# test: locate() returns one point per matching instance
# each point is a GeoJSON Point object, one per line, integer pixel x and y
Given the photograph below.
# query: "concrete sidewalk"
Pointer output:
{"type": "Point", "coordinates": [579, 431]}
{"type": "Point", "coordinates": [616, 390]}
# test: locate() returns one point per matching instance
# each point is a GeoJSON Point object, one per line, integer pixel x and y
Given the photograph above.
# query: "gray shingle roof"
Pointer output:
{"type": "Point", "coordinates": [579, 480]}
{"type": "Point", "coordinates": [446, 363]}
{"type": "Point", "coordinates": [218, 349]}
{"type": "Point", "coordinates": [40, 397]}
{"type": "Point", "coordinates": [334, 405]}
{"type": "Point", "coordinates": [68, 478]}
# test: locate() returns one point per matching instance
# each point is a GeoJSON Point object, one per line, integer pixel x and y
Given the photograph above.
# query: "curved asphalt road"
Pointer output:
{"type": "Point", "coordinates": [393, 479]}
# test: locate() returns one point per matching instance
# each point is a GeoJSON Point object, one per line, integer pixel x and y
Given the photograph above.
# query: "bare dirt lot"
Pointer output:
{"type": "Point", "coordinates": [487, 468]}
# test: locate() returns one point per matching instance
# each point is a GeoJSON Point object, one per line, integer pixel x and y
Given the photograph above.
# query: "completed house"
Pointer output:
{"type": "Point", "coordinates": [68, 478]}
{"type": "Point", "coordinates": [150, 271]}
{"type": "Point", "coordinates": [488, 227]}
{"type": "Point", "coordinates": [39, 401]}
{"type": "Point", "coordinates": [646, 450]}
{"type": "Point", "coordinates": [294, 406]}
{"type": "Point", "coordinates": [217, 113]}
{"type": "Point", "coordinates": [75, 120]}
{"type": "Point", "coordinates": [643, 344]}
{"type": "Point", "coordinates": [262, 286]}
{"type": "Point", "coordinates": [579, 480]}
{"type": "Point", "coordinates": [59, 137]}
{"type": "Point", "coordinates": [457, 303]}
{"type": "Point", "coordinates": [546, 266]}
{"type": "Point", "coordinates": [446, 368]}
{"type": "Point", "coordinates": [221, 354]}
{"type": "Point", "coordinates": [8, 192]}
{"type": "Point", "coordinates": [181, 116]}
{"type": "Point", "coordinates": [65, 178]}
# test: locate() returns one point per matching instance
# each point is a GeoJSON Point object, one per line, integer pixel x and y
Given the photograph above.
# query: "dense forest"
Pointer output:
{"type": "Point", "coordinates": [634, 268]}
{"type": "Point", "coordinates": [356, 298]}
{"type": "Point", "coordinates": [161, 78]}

--------------------------------

* _WHAT IS EXPECTED_
Restate the listing above word for word.

* _TASK SOLUTION_
# test: locate() returns one point per matching instance
# each point is a GeoJSON Point object, one per line, integer pixel x and y
Given the photograph below.
# query: "concrete sidewalk"
Pointer output:
{"type": "Point", "coordinates": [579, 431]}
{"type": "Point", "coordinates": [616, 390]}
# test: locate() returns one point per matching instance
# each point is a GeoJSON Point object, one per line, integer pixel x and y
Given the photograph above.
# query: "gray shingle roof"
Pointer output:
{"type": "Point", "coordinates": [579, 480]}
{"type": "Point", "coordinates": [446, 363]}
{"type": "Point", "coordinates": [218, 349]}
{"type": "Point", "coordinates": [40, 397]}
{"type": "Point", "coordinates": [334, 405]}
{"type": "Point", "coordinates": [68, 478]}
# test: locate() returns one point per matching instance
# each point is a GeoJSON Point object, one per line, integer pixel x and y
Given the photograph above.
# query: "curved asphalt road"
Pointer output:
{"type": "Point", "coordinates": [393, 479]}
# test: locate() returns one point per matching instance
# each point is a GeoJSON Point object, one per line, integer pixel x and y
Given the photograph above.
# query: "bare dirt lot"
Pointer output:
{"type": "Point", "coordinates": [487, 468]}
# test: locate() returns one point per matching instance
# each point is a GeoJSON Point object, one per line, integer pixel x and y
Given the photograph above.
# query: "completed house"
Pointer output:
{"type": "Point", "coordinates": [68, 478]}
{"type": "Point", "coordinates": [150, 271]}
{"type": "Point", "coordinates": [488, 227]}
{"type": "Point", "coordinates": [39, 401]}
{"type": "Point", "coordinates": [646, 450]}
{"type": "Point", "coordinates": [294, 406]}
{"type": "Point", "coordinates": [217, 113]}
{"type": "Point", "coordinates": [75, 120]}
{"type": "Point", "coordinates": [643, 344]}
{"type": "Point", "coordinates": [262, 286]}
{"type": "Point", "coordinates": [579, 480]}
{"type": "Point", "coordinates": [59, 137]}
{"type": "Point", "coordinates": [457, 303]}
{"type": "Point", "coordinates": [546, 266]}
{"type": "Point", "coordinates": [446, 368]}
{"type": "Point", "coordinates": [221, 354]}
{"type": "Point", "coordinates": [8, 192]}
{"type": "Point", "coordinates": [181, 116]}
{"type": "Point", "coordinates": [65, 178]}
# test: locate() returns one point per matching instance
# each point is a GeoJSON Point object, one per line, integer pixel x and y
Given the photograph above.
# query: "dense forest"
Pointer output:
{"type": "Point", "coordinates": [634, 268]}
{"type": "Point", "coordinates": [356, 298]}
{"type": "Point", "coordinates": [161, 78]}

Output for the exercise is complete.